Every record must be copied exactly, except that pictures are dropped.

Content starts

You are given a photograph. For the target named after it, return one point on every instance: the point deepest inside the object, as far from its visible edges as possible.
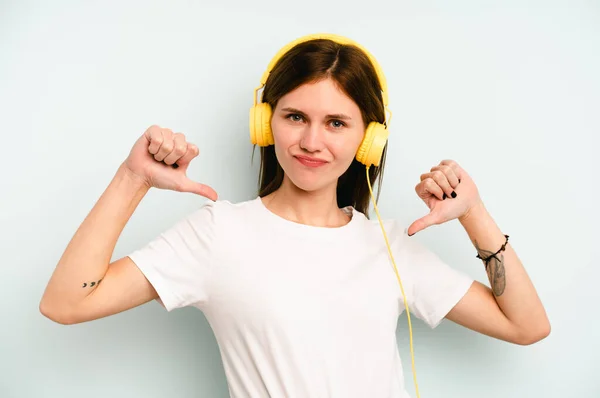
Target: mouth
(310, 162)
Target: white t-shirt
(300, 311)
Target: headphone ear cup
(371, 149)
(260, 125)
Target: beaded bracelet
(487, 259)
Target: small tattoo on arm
(495, 270)
(91, 284)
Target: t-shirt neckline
(288, 225)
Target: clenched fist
(161, 158)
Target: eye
(294, 117)
(338, 124)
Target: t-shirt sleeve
(179, 260)
(435, 287)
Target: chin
(311, 182)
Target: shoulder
(223, 212)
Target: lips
(310, 162)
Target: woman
(297, 283)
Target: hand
(449, 193)
(161, 158)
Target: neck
(316, 208)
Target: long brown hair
(352, 70)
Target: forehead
(323, 96)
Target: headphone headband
(335, 38)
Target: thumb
(422, 223)
(197, 188)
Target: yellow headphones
(370, 150)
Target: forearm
(87, 256)
(511, 286)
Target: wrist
(477, 211)
(127, 176)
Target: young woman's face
(317, 130)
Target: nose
(312, 138)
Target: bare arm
(83, 268)
(511, 309)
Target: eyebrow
(332, 116)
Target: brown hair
(352, 70)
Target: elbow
(534, 335)
(56, 316)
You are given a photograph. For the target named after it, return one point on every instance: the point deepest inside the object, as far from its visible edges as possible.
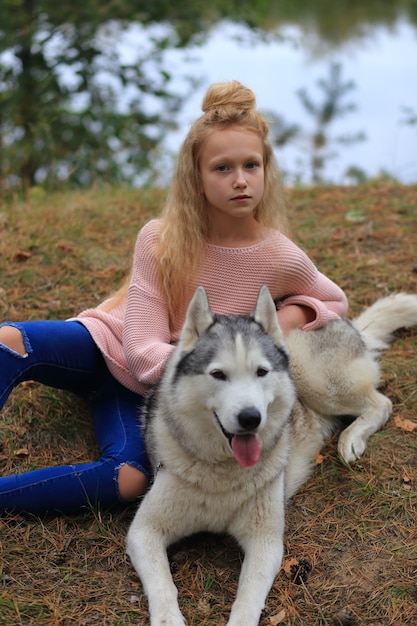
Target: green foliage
(73, 109)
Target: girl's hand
(294, 316)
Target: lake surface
(383, 67)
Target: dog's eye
(218, 375)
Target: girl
(222, 227)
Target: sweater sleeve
(313, 289)
(146, 333)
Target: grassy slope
(355, 526)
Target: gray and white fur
(234, 425)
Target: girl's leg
(58, 354)
(76, 366)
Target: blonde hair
(185, 220)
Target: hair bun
(230, 93)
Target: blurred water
(383, 67)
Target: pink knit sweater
(135, 338)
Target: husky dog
(234, 425)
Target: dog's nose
(249, 418)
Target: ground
(351, 539)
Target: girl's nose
(240, 180)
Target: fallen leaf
(406, 425)
(21, 452)
(289, 564)
(278, 618)
(21, 255)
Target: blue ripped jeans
(64, 355)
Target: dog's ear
(265, 314)
(199, 317)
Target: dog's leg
(262, 542)
(353, 440)
(155, 526)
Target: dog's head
(231, 373)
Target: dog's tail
(377, 323)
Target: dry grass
(355, 527)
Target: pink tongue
(246, 449)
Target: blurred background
(98, 91)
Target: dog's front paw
(172, 617)
(351, 445)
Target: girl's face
(232, 173)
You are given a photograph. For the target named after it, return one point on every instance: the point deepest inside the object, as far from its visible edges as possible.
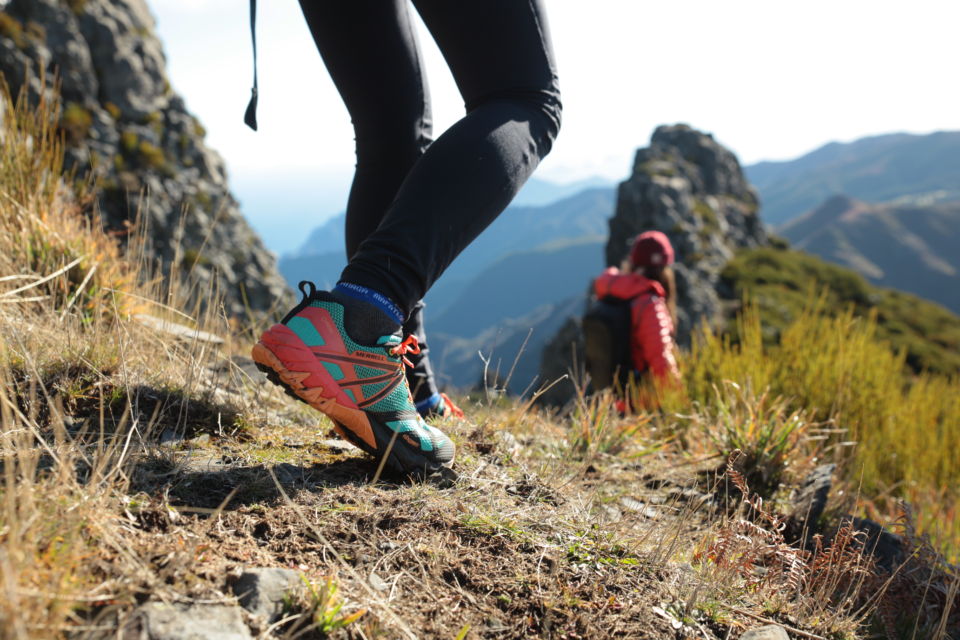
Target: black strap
(250, 117)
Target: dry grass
(897, 434)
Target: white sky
(770, 79)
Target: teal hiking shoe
(361, 387)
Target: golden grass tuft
(900, 431)
(51, 254)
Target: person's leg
(388, 101)
(500, 55)
(342, 351)
(370, 50)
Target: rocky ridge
(693, 189)
(122, 121)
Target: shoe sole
(325, 395)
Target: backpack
(606, 336)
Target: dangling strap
(250, 118)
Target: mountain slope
(123, 124)
(876, 169)
(908, 247)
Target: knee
(551, 110)
(545, 116)
(392, 139)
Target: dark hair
(664, 275)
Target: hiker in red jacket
(651, 288)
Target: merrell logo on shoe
(367, 356)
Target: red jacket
(651, 340)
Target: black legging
(414, 206)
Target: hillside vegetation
(143, 472)
(911, 247)
(781, 284)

Content ends

- _Answer box_
You are given a photograph. For the target named after it, return one point on every instance: the point deepest inside the object, as far from its visible edges as possible.
Target: mouth
(310, 162)
Target: white t-shirt
(300, 311)
Target: headphone ear cup
(371, 149)
(260, 125)
Target: beaded bracelet
(487, 259)
Target: small tattoo on arm
(495, 270)
(91, 284)
Target: t-shirt neckline
(288, 225)
Target: clenched fist
(161, 158)
Target: eye
(294, 117)
(338, 124)
Target: t-shirt sleeve
(179, 260)
(435, 287)
Target: chin
(311, 182)
Target: shoulder
(223, 212)
Target: lips
(310, 162)
Target: woman
(297, 283)
Target: hand
(449, 193)
(161, 158)
Target: neck
(316, 208)
Target: long brown hair
(352, 70)
Target: forehead
(323, 96)
Target: headphone headband
(335, 38)
Target: thumb
(422, 223)
(197, 188)
Target: yellow headphones
(370, 150)
Target: forearm
(87, 256)
(511, 286)
Target: wrist
(477, 211)
(127, 176)
Target: young woman's face
(317, 130)
Target: nose
(312, 138)
Target: bare arm
(83, 268)
(511, 309)
Target: eyebrow
(332, 116)
Target: brown hair
(352, 70)
Target: elbow
(534, 335)
(56, 316)
You are given a photograph. For the target named after it, return one point on every instance: the point deepest inside the object, as far from its visible edges as possible.
Target: green foliage
(73, 109)
Target: girl's hand
(294, 316)
Target: lake surface
(383, 67)
Target: dog's eye
(218, 375)
Target: girl
(222, 227)
Target: sweater sleeve
(313, 289)
(146, 333)
Target: grassy slope
(355, 526)
Target: gray and white fur
(234, 425)
Target: girl's leg
(58, 354)
(76, 366)
Target: blonde hair
(185, 220)
Target: hair bun
(230, 93)
Target: blurred water
(383, 67)
Target: pink knit sweater
(135, 338)
Target: husky dog
(234, 425)
Target: dog's nose
(249, 418)
Target: ground
(351, 539)
Target: girl's nose
(240, 180)
Target: fallen leaf
(406, 425)
(21, 452)
(289, 564)
(278, 618)
(21, 255)
Target: blue ripped jeans
(64, 355)
Target: dog's ear
(265, 314)
(199, 317)
Target: dog's leg
(262, 542)
(353, 440)
(155, 526)
Target: dog's head
(231, 373)
Target: dog's tail
(377, 323)
Target: dry grass
(355, 527)
Target: pink tongue
(246, 449)
Target: blurred background
(98, 91)
Target: dog's front paw
(172, 617)
(351, 445)
Target: girl's face
(232, 173)
You are given a photograph. For the target named after it, return one point on every instance: the point deepest inside the object, as far from its visible edges as possible.
Target: black strap
(250, 117)
Target: dry grass
(897, 434)
Target: white sky
(770, 79)
Target: teal hiking shoe
(361, 387)
Target: golden grass tuft
(900, 431)
(51, 254)
Target: person's leg
(388, 101)
(500, 55)
(342, 351)
(370, 50)
Target: rocky ridge
(693, 189)
(122, 121)
Target: shoe sole
(325, 395)
Target: backpack
(606, 336)
Target: dangling strap
(250, 118)
Target: mountain slope
(123, 124)
(876, 169)
(908, 247)
Target: knee
(551, 110)
(545, 116)
(392, 139)
Target: dark hair
(664, 275)
Target: hiker in red jacket
(651, 288)
Target: merrell logo on shoe
(367, 356)
Target: red jacket
(651, 340)
Target: black legging
(414, 206)
Target: hillside vegetation
(143, 472)
(911, 247)
(781, 284)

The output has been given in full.